**** PROVIDED MATERIAL ****
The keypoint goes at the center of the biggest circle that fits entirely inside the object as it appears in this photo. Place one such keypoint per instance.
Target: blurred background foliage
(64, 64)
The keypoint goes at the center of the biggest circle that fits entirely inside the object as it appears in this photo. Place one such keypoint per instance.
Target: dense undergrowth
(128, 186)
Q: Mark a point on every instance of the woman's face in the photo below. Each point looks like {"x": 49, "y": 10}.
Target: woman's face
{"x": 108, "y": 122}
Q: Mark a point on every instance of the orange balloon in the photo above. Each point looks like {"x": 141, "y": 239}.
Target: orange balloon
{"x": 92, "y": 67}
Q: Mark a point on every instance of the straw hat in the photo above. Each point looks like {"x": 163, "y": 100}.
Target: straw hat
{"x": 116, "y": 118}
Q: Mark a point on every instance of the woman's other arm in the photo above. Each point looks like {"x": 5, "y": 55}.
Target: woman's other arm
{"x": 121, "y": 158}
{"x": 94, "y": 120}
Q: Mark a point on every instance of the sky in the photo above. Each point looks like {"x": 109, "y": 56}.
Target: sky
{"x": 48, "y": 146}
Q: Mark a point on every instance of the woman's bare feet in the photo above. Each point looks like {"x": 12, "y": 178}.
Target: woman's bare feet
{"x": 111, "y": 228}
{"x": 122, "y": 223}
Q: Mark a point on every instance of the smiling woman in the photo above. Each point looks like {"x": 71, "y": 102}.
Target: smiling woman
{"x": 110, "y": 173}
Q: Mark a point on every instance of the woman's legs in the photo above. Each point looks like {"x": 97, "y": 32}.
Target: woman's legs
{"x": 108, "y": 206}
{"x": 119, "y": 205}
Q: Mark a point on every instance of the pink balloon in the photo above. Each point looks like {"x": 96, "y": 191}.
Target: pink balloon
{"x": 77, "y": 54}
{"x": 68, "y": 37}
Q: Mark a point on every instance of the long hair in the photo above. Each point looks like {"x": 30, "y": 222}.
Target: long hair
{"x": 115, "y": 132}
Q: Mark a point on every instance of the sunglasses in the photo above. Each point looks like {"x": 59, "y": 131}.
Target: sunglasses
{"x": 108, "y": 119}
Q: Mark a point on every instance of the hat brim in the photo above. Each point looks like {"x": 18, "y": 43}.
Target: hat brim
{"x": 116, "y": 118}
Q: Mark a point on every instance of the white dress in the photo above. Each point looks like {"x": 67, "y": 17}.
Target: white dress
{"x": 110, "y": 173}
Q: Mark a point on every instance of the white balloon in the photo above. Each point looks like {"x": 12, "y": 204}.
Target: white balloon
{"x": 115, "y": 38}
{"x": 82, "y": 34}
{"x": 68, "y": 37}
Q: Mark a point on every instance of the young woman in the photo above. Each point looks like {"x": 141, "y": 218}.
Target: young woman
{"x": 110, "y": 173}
****
WHAT TO WORK ON. For each record above, print an exact copy.

REPLY TO THE TASK.
The keypoint goes at the center of the biggest circle that fits entirely inside the object as it appears in this photo. Place one such keypoint per instance.
Target: blurred background foliage
(64, 64)
The keypoint goes at the center of the biggest circle that fits entirely inside the object as it appears in this photo. Place one such keypoint per instance.
Target: dense undergrowth
(128, 186)
Q: Mark a point on every instance of the woman's face in the photo below. Each point looks like {"x": 49, "y": 10}.
Target: woman's face
{"x": 108, "y": 122}
Q: Mark a point on every instance of the orange balloon in the photo above. Each point looks like {"x": 141, "y": 239}.
Target: orange balloon
{"x": 92, "y": 67}
Q: Mark a point on every instance of the straw hat in the photo above. Each point looks like {"x": 163, "y": 100}.
Target: straw hat
{"x": 116, "y": 118}
Q: Mark a point on every instance of the woman's other arm in the photo above. Each point looks like {"x": 5, "y": 55}.
Target: woman's other arm
{"x": 121, "y": 158}
{"x": 94, "y": 120}
Q: Mark a point on every instance of the sky in the photo above. Each point looks like {"x": 109, "y": 56}.
Target: sky
{"x": 48, "y": 146}
Q: Mark a point on every instance of the woman's bare feet in the photo above. Each point looks like {"x": 12, "y": 178}.
Target: woman's bare feet
{"x": 111, "y": 228}
{"x": 122, "y": 223}
Q: Mark a point on every instance of the smiling woman in the photo above. Each point looks like {"x": 71, "y": 102}.
Target: smiling woman
{"x": 110, "y": 173}
Q: Mark a point on every instance of the woman's legs in the photo above. Each point looks like {"x": 97, "y": 32}.
Target: woman's legs
{"x": 108, "y": 206}
{"x": 119, "y": 205}
Q: Mark a point on every instance of the pink balloon in the photo above. Each point looks like {"x": 96, "y": 191}.
Target: pink balloon
{"x": 77, "y": 54}
{"x": 68, "y": 37}
Q: Mark a point on every instance of the long hair in the photo above. Each point looks like {"x": 30, "y": 222}.
Target: long hair
{"x": 115, "y": 132}
Q: Mark a point on every instance of the sunglasses in the photo above. Each point looks like {"x": 59, "y": 131}.
Target: sunglasses
{"x": 108, "y": 119}
Q: Mark a point on every instance of the hat brim in the photo above. Each point looks like {"x": 18, "y": 43}.
Target: hat brim
{"x": 116, "y": 118}
Q: Mark a point on every instance of the white dress in the photo above. Each point looks like {"x": 67, "y": 17}.
Target: white dress
{"x": 110, "y": 173}
Q: Mark a point on every instance of the white balloon in the photo above. Each point looks like {"x": 12, "y": 204}.
Target: white balloon
{"x": 115, "y": 38}
{"x": 82, "y": 34}
{"x": 68, "y": 37}
Q: Mark a point on every instance of the young woman in the photo above. Each point looks like {"x": 141, "y": 218}.
Target: young woman
{"x": 110, "y": 173}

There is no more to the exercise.